__PARTS OF THE EXERCISE__.
1. In the comment thread about the last of the universe's ordinary matter, are these statements true or false? Answer yes or no for each, with the deciding words quoted from the thread. (a) The third team's approach was less prone to false positives. (b) The first two papers each used a different approach. (c) With stacking, the noise grows in proportion to the number of images.
2. Which usernames post comments in the comment thread about the last of the universe's ordinary matter? Give each name once.
3. Pick up the comment thread about the last of the universe's ordinary matter after its final sentence and write what comes next.

The Last of the Universe’s Ordinary Matter Has Been Found

160 points by amaks 6 years ago | 61 comments
  • gcbw2 6 years ago
    The hypothesis is they should see CMB distortion between galaxies, which is hidden by the distortion caused by the galaxies themselves. The solution was to assume they were removing the distortion caused by the galaxy halo, and what was left was the original distortion they were looking for.

    sounds like the work to rule out false-positives would be huge. This is putting a lot of weight on a technique that is not fully described in the paper (i might have missed, just glanced at them for now, and i am an amateur that just like to fiddle with similar data).

    • simsla 6 years ago
      You're right about the first two papers (which used the same approach). Ruling out a FP result would be difficult, which is why it wasn't fully embraced by the scientific community.

      The third team took a different approach [1], with results that are both more accurate, less prone to FP, and generally agree with the other findings.

      > Here we report observations of two absorbers of highly ionized oxygen (O VII) in the high-signal-to-noise-ratio X-ray spectrum of a quasar at a redshift higher than 0.4. These absorbers show no variability over a two-year timescale and have no associated cold absorption, making the assumption that they originate from the quasar’s intrinsic outflow or the host galaxy’s interstellar medium implausible.

      [1] https://www.nature.com/articles/s41586-018-0204-1

      • nfc 6 years ago
        I'm not really sure of what you mean by false positives.

        After my understanding of the stacking technique as used in other contexts in astrophysics and without going into too much details :

        The problem they were facing is that the signal to noise of the images of the filaments was too low to say that they had detected anything in any individual images. However by stacking (adding) images they were able to detect it because the signal grows roughly with N (N being the number of images) and the noise grows with sqrt(N). So by stacking enough images you'll get the signal to noise necessary to say you've detected sth.

        • gcbw2 6 years ago
          Think like that: there are two bright lights in front of you. There will always be a halo between those two bright lights.

          Now, my hypothesis is that "between all two bright lights, there is third, dimmer one, hidding". And then i prove it by filtering X from the two bright light halo, and prove that Y is left proving that the third light is there.

[Detection annotation records]
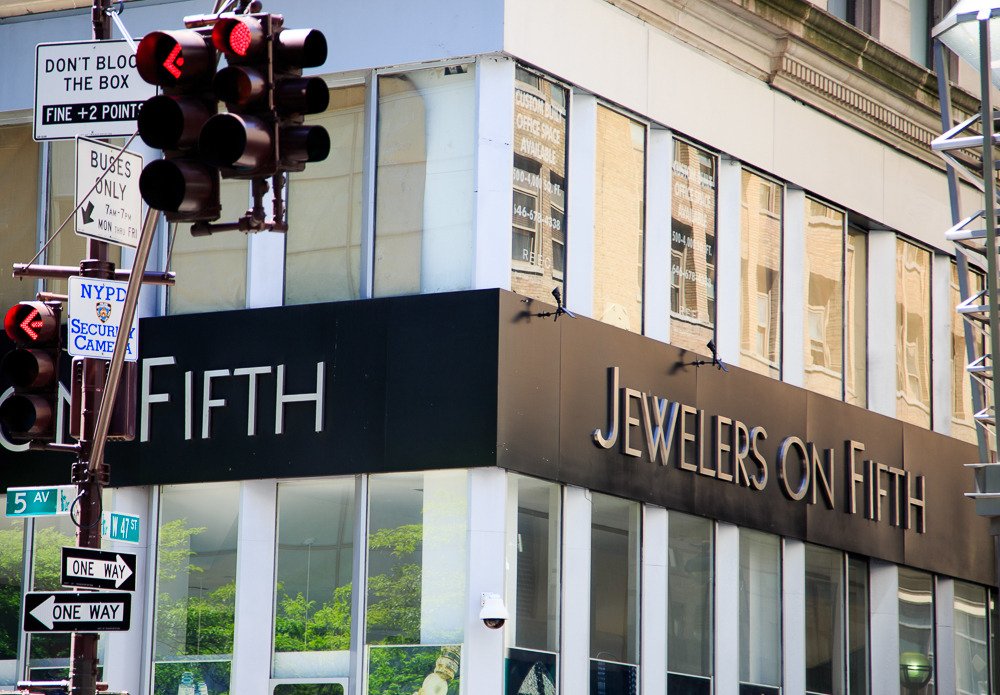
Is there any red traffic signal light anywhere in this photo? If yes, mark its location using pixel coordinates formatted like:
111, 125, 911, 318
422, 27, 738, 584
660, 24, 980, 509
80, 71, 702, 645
0, 302, 62, 441
136, 30, 222, 222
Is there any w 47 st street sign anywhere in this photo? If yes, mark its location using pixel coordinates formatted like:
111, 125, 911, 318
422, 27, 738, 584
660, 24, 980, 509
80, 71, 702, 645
22, 591, 132, 632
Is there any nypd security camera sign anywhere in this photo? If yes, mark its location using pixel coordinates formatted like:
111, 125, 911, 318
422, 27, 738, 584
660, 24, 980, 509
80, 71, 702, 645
66, 276, 139, 362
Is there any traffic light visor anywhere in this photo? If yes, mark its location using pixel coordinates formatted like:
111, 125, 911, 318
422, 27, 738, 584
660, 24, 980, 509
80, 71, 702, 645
3, 302, 59, 345
136, 30, 215, 87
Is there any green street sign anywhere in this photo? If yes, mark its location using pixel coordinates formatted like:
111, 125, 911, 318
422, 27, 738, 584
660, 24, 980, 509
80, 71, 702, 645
6, 485, 76, 516
101, 512, 139, 543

__ANSWERS TO THE PROBLEMS__.
1.
(a) Yes: "both more accurate, less prone to FP, and generally agree with the other findings"
(b) No: "You're right about the first two papers (which used the same approach)"
(c) No: "the noise grows with sqrt(N)"

2. gcbw2, simsla, nfc

3.
          Now, how can i be sure Y is really a third dimmer light? and not just noise on the function i used to try to clean up the halo of the two bright light?

          • nfc 6 years ago
            You are right that this could be the case, and it's mentioned in at least one of the papers [1] where they say that a better understanding of the physical state of this gas is needed to estimate its contributions to the baryonic mass.

            [1] https://arxiv.org/abs/1805.04555

            Now we can get to discuss the third paper ;)

            • 6 years ago
            • eridius 6 years ago
              I was wondering why stacking N different galaxies was any different than just taking one image and multiplying it by N, but your comment just provided the answer: noise.
            • macintux 6 years ago
              There's more confidence in the result because two teams using very different methods have arrived at the same conclusion.
              • gcbw2 6 years ago
                The three papers used the same 'filtering' methodology, to keep the simplification analogy.
            • TomMckenny 6 years ago
              Slightly related, I wonder if anyone has figured out the density of interstellar comet or asteroid like objects.

              I notice that Oumuamua happened to pass within some 20 million km of earth within a decade or so of having systems in place to spot it. Wouldn't this imply there are an awful lot of them?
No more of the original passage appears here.